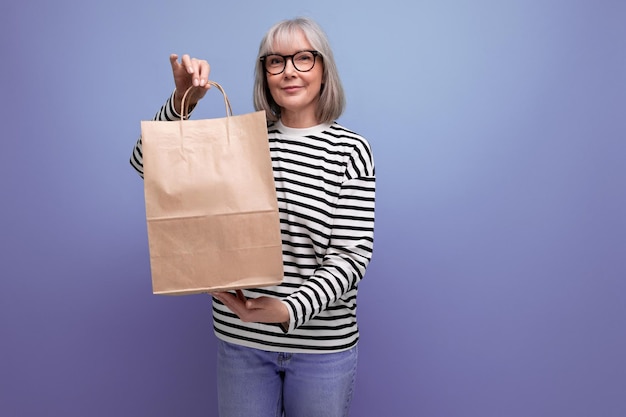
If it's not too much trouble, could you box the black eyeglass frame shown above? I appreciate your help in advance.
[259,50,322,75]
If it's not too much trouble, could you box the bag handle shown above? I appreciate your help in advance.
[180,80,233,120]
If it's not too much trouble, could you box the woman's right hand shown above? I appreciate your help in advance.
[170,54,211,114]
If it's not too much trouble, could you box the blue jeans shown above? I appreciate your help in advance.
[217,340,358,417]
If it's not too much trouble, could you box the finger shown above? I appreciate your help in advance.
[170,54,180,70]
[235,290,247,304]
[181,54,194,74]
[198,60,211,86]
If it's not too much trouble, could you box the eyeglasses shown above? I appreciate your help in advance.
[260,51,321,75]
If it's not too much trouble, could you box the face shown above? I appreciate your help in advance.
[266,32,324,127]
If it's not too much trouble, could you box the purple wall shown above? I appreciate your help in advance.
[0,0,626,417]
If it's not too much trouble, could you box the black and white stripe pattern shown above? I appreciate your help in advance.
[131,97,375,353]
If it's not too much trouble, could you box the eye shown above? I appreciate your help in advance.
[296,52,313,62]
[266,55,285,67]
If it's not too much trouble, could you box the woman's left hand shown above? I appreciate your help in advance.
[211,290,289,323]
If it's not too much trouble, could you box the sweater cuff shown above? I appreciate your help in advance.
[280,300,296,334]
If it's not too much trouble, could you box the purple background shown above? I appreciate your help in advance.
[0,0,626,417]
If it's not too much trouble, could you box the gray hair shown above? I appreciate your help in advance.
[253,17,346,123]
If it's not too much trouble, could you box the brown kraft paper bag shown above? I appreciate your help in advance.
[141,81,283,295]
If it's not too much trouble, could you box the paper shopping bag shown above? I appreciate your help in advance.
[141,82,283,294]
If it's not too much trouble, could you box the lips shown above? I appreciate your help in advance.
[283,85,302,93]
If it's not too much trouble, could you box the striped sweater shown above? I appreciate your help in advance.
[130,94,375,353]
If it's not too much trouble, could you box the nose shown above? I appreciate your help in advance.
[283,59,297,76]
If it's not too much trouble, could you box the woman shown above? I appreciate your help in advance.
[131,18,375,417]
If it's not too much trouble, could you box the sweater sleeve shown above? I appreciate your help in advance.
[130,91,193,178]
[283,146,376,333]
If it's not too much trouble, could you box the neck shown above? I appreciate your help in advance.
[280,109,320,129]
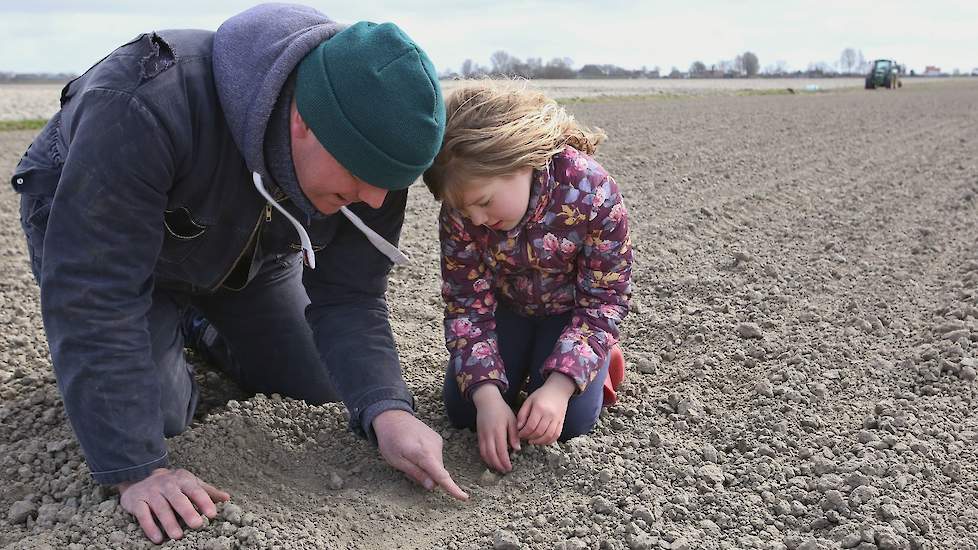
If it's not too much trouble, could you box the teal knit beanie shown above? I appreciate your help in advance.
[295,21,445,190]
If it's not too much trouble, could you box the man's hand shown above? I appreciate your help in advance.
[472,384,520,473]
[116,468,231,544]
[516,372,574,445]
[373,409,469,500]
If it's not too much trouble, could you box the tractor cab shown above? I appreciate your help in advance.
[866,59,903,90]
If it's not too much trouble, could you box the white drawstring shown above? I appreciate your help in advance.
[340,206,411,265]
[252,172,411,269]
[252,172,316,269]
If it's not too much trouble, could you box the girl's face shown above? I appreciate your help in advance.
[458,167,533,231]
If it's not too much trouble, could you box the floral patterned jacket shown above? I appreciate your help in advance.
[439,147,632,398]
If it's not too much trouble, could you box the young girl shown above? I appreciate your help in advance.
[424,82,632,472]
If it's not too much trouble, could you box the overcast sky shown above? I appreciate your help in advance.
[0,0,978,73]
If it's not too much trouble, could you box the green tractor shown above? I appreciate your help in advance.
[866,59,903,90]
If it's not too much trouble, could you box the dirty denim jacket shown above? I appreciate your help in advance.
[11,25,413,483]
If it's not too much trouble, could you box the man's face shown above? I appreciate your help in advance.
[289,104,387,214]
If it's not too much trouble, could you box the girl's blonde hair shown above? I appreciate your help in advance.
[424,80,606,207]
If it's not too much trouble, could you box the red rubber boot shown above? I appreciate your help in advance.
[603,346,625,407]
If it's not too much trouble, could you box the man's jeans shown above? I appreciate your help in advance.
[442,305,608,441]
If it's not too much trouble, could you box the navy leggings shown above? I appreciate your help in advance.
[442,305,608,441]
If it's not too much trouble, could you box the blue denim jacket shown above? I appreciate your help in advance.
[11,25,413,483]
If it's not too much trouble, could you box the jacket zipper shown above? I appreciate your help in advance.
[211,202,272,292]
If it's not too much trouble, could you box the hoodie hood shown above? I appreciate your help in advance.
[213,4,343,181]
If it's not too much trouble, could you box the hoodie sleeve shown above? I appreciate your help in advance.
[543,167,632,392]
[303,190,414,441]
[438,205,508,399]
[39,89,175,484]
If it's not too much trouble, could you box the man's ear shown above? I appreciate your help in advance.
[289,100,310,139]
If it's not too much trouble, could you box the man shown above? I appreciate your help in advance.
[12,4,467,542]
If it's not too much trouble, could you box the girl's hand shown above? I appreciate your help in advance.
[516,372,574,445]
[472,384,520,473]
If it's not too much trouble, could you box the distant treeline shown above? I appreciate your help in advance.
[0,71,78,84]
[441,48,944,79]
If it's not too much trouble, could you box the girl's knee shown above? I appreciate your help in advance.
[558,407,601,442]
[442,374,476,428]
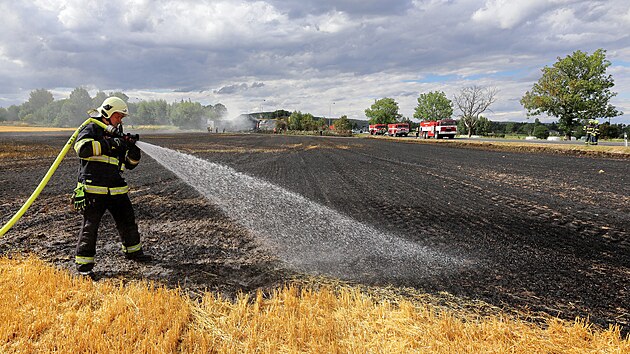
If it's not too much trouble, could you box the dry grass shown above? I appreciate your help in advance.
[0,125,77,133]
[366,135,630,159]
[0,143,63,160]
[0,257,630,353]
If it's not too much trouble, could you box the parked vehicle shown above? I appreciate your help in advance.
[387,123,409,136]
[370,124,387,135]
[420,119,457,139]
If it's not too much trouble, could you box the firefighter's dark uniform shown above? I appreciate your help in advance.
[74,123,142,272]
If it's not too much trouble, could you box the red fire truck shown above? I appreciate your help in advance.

********

▶ Your instructions:
Reproduce the entire listing above word for word, leaving out the pictures.

▶ Written answer:
If it's not too much trouble, could you box the black eyeglass frame shown above? I appreciate your help in advance.
[259,50,322,75]
If it's not too much trouble, could you box the bag handle shown above? I appreciate your help in advance.
[180,80,233,120]
If it's not too much trouble, could you box the woman's right hand shown above? I appreciate your help in advance.
[170,54,211,114]
If it's not too much trouble, could you box the blue jeans shown above? I appreciate your help in advance.
[217,340,358,417]
If it's not too much trouble, could you box the finger shown above? I appreciate your help in advance.
[170,54,180,70]
[235,290,247,304]
[181,54,194,74]
[198,60,211,86]
If it's not too much trouble, could you box the eyeglasses shown above? I appreciate your help in advance.
[260,51,321,75]
If it's not too much trouble, could you box the face shown above? I appreciate your help in advance.
[266,32,324,127]
If it's not too much trouble, could you box the purple wall shown above? I appreciate your help in advance.
[0,0,626,417]
If it's not too much trouble, could you box the black and white stripe pattern shown above? I appreciate your help in advance.
[131,97,375,353]
If it's not too much trouble, could you box the eye shown above? I appreciate your help in advance.
[296,52,313,62]
[266,55,285,67]
If it's not too much trouble, could you box the woman's left hand shown above? I appreciate your help in advance.
[211,290,289,323]
If it's not too much trouble, could you box the sweater cuff shown above? I appreciate your help in advance.
[280,300,296,334]
If it's not too much trouble, could you box the purple background shown above? I appreciate your help in advance.
[0,0,626,417]
If it's not too much trouble, could you box the gray hair shown above? I appreciate your help in advance.
[253,17,346,123]
If it's not too much trouble, could you box the brown kraft paper bag shown above? I appreciate your help in advance.
[141,81,283,295]
If it's not too much trouble, could you box the paper shopping bag shown above? I appreciate your help in advance.
[141,82,283,294]
If it's not too much trouble, could you box the lips shown above? I appreciate your help in advance.
[283,85,302,93]
If it's not too much trouble, could you box the striped sweater shown above? I appreciate your help in advance.
[130,94,375,353]
If it's not too much trouble, could you box the nose shown above? I appreciate your help in advance.
[283,59,297,76]
If it's not too much trouble, could you box the woman shown above? I appreciate your help in advance.
[131,18,375,417]
If it's not too much trouble, could you box the sweater sleeve shown above? I appreciate your help in advance.
[130,91,193,178]
[283,146,376,333]
If it's not too much trouble, could you box the neck shown above? I appreciate your help in advance.
[280,109,320,129]
If it's not too much trouble, could you box the teal knit beanie shown above? I appreciate your help in advance.
[295,21,445,190]
If it's not too much trouble, could you box the man's hand shown above? I appreciate your help in advance.
[472,384,520,473]
[116,468,231,544]
[516,372,574,445]
[373,409,469,500]
If it's not too much trouble, could you box the tractor cab shown above? I appreciate your help in advance.
[866,59,903,90]
If it's not too much trouble, could you box the white drawstring shown above? I appreciate your help in advance.
[340,206,411,265]
[252,172,411,269]
[252,172,316,269]
If it's not too much trouble, could you box the girl's face shown above? I appreciate your help in advance.
[458,167,533,231]
If it's not too much trouble, could you box the floral patterned jacket shown above? I appreciate your help in advance.
[439,147,632,398]
If it's not too much trouble, could you box the young girl shown above? I appreciate your help in advance.
[424,82,632,472]
If it's not too much trouble, could you box the overcast sky shown above? I appreciate your help in advance.
[0,0,978,73]
If it's not too much trouble, could you box the green tractor shown above? I appreciate your help in advance.
[866,59,903,90]
If it's not too much trouble, could you box the dirty denim jacket shown above? I appreciate your help in advance.
[11,25,413,483]
If it's not too much trouble, could you box the man's face shown above? I appreciate your help in advance.
[289,104,387,214]
If it's not too much trouble, could you box the girl's blonde hair shown above? I appreciate your help in advance.
[424,80,606,207]
If it's not too much trouble, could you box the red rubber boot shown above? I appreciate your help in advance.
[603,346,625,407]
If it's not too much trouble, could you box the man's jeans shown above? I appreciate your help in advance.
[442,305,608,441]
If it's not too much trouble, could you box the navy leggings shown above? I appreciate your help in advance.
[442,305,608,441]
If it's not too much trouble, could you box the blue denim jacket shown above? I appreciate your help in advance.
[11,25,413,483]
If it's not too much trouble, could you box the jacket zipper shown above? I appreciate your help in advance.
[211,202,272,292]
If it's not too much trouble, could you box the hoodie hood shown above? I appreciate your help in advance.
[213,4,343,181]
If it's not too much trouble, could you box the hoodie sleeve shown above? I appreciate your help in advance.
[543,167,632,392]
[303,190,414,441]
[438,205,508,399]
[39,89,175,484]
If it's not too much trouble, could you box the man's ear shown above? I appreciate your help in advance.
[289,100,310,139]
If it's not too much trouble, could you box the man shown above? I appreciate your help in advance.
[12,4,467,542]
If it's not too much trouble, could you box the girl's hand shown above? I appreciate your help in advance.
[516,372,574,445]
[472,384,520,473]
If it's not too much trouble, could you box the distant treeline shown above? I appreciate your help in advance.
[0,71,78,84]
[441,48,944,79]
If it's not too much trouble, could you box the girl's knee shown above? I appreciate your help in advance.
[558,407,601,442]
[442,374,476,428]
If it's not too much trouble, could you box the dry grass shown above? I appreciate your help in advance.
[0,125,77,133]
[366,135,630,159]
[0,143,63,160]
[0,257,630,353]
If it's not too much trouble, could you box the parked vehicle shown above? I appreciate your help in advance.
[387,123,409,136]
[370,124,387,135]
[420,119,457,139]
If it's not too much trouble, could you box the firefighter's dark uniform shown above? I appreciate your help in advance.
[74,123,142,272]
If it's not too much trouble, could you box the red fire truck shown above? I appreciate your help in advance.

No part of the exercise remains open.